** Coordinate annotation records **
** Begin **
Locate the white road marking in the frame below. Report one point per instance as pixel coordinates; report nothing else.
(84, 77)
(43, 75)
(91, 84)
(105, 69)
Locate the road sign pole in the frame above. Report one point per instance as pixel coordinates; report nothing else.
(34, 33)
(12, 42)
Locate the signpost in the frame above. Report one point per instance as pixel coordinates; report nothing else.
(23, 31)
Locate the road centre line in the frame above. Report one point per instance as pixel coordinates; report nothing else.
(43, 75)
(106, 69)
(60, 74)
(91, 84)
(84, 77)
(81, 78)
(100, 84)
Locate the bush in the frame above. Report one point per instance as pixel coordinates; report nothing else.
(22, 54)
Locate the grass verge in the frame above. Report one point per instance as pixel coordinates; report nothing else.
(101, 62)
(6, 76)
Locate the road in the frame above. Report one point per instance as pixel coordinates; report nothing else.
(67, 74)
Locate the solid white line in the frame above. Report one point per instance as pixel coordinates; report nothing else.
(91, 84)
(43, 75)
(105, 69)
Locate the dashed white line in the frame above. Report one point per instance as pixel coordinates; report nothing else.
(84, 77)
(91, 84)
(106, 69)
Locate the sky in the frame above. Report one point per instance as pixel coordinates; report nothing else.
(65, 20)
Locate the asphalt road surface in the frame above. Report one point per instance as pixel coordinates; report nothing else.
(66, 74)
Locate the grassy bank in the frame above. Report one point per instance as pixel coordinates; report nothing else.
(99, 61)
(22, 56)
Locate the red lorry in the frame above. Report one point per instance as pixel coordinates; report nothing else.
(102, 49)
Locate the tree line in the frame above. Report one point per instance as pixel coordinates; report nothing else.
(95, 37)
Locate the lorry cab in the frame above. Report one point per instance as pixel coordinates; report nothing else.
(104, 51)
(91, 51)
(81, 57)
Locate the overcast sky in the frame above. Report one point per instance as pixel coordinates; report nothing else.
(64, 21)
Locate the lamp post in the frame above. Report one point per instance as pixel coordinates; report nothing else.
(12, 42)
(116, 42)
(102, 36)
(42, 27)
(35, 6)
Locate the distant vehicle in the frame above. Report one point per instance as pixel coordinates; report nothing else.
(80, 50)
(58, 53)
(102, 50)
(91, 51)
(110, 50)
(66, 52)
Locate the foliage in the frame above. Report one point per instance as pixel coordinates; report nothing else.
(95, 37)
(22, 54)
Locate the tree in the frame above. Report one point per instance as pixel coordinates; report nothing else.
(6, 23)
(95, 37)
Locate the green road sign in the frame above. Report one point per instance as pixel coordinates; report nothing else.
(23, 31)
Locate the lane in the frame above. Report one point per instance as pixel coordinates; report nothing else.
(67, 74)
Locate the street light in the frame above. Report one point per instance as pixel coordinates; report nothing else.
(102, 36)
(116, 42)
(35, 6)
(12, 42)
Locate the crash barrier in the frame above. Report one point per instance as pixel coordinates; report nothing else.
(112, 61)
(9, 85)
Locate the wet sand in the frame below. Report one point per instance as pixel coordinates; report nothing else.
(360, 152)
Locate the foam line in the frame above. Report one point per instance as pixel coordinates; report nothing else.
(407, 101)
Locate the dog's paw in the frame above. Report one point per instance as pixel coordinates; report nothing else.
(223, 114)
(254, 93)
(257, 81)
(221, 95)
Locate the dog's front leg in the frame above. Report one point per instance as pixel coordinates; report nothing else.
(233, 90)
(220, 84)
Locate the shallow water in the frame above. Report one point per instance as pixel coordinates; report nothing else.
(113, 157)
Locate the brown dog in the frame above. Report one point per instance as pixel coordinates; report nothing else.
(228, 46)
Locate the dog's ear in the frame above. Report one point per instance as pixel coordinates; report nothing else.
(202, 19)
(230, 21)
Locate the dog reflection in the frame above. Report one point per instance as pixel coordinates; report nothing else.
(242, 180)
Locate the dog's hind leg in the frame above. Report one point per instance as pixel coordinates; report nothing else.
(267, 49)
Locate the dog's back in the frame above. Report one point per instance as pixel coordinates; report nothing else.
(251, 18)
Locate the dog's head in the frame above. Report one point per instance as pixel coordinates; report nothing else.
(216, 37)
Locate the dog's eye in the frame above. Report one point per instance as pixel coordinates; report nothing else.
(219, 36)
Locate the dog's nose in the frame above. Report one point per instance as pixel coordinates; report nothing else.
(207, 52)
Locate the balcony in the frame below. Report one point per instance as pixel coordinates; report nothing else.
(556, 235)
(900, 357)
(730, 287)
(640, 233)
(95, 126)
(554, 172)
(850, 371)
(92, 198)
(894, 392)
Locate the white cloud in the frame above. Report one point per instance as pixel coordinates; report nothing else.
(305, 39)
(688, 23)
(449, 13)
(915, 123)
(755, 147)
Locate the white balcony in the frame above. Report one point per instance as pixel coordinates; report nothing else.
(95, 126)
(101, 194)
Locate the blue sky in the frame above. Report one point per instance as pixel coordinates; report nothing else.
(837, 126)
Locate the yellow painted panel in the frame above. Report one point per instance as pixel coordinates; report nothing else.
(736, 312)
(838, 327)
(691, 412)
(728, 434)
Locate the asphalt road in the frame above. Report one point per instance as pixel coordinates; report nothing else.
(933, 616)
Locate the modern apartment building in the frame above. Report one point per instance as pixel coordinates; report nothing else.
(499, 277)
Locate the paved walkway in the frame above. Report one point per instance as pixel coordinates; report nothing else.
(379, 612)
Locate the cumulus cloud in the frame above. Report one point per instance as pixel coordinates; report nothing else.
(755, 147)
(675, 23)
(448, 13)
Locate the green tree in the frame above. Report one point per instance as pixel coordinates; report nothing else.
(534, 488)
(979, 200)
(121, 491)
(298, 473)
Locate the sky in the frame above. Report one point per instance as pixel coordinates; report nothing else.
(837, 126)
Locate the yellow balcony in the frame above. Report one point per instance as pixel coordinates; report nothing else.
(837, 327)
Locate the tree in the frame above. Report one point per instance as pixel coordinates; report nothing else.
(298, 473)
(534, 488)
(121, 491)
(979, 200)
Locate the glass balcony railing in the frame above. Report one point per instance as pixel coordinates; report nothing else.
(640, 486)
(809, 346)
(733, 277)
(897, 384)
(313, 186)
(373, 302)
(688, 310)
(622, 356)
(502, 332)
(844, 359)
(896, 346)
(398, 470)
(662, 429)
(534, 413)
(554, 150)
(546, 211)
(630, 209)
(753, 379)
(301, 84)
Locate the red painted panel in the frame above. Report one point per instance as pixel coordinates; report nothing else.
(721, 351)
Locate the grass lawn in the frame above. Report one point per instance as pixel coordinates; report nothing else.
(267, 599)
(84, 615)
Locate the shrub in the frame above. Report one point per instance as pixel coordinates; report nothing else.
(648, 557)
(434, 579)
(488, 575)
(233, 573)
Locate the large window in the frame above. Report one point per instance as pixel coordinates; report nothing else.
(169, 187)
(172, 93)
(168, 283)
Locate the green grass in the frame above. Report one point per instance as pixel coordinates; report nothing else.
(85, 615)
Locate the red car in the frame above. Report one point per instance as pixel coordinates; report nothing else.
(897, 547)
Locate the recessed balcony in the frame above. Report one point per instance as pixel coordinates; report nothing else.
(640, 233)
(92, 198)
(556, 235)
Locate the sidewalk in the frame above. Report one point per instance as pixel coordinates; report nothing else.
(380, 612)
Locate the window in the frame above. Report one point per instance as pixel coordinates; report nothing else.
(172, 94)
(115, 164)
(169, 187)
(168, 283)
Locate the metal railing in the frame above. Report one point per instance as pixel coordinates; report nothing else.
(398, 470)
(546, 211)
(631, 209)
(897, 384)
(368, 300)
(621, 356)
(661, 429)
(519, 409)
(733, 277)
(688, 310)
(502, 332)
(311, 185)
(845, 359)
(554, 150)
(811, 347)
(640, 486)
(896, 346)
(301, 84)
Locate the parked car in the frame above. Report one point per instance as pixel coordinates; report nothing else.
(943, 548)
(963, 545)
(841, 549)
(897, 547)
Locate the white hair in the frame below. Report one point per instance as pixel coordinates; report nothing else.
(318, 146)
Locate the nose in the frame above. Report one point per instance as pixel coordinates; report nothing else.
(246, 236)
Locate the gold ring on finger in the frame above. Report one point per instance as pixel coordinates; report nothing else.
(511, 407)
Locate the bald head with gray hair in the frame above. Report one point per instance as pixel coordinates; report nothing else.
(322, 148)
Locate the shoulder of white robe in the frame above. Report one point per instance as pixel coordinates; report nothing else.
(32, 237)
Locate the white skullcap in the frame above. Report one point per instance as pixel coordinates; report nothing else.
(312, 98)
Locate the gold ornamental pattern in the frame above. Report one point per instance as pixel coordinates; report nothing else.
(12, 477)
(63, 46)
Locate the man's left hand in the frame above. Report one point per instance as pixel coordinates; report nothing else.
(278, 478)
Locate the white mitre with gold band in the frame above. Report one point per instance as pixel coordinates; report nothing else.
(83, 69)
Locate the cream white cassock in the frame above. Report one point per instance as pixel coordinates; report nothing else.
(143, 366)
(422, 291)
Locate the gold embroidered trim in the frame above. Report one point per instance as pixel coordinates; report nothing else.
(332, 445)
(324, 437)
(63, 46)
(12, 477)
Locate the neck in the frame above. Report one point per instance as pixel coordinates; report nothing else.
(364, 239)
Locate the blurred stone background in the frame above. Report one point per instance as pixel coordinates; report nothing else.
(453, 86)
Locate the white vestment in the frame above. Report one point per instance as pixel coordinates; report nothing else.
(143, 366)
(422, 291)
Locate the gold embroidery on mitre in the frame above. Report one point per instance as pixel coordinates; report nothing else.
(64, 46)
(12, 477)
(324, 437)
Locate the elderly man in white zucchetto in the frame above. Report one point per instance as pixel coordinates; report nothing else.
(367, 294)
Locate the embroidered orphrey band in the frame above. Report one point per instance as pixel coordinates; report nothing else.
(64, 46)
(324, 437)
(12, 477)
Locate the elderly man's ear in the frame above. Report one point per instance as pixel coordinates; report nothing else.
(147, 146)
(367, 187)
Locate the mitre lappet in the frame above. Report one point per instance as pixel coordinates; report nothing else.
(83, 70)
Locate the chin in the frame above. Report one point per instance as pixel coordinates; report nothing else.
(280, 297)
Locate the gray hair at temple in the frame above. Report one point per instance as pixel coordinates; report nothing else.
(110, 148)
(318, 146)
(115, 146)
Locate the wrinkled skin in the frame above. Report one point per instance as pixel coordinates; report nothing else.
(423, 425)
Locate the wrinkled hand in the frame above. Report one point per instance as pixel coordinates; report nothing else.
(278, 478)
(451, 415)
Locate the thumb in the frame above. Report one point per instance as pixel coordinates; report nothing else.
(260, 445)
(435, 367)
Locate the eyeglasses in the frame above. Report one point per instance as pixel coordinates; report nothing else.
** End **
** Exercise objective **
In the records above, find the line containing "Locate the mitre"; please retype it and every line after it through the last line, exactly and with nothing else.

** Output of the exercise **
Locate the mitre lappet in the frame above. Report one point per instance as pixel coordinates; report nothing else.
(83, 70)
Locate the chin in the frame above. Report one point per instance as pixel coordinates; report nothing else.
(280, 297)
Locate the gray hair at temple in the frame above. Report one point per instance as pixel coordinates; report nothing else.
(110, 148)
(318, 146)
(115, 146)
Locate the wrinkled skin in the frame above. Report one point per instance as pixel coordinates; report nothing else.
(423, 425)
Locate the wrinkled hand in the frame above. Report one point per instance as pixel coordinates; report nothing else.
(278, 478)
(451, 415)
Locate the thumb in the frame above. Report one point per instance as pixel coordinates; report nothing else.
(260, 445)
(435, 367)
Locate the eyeglasses in the frame above. Report one point per instance as pixel coordinates; report nothing else.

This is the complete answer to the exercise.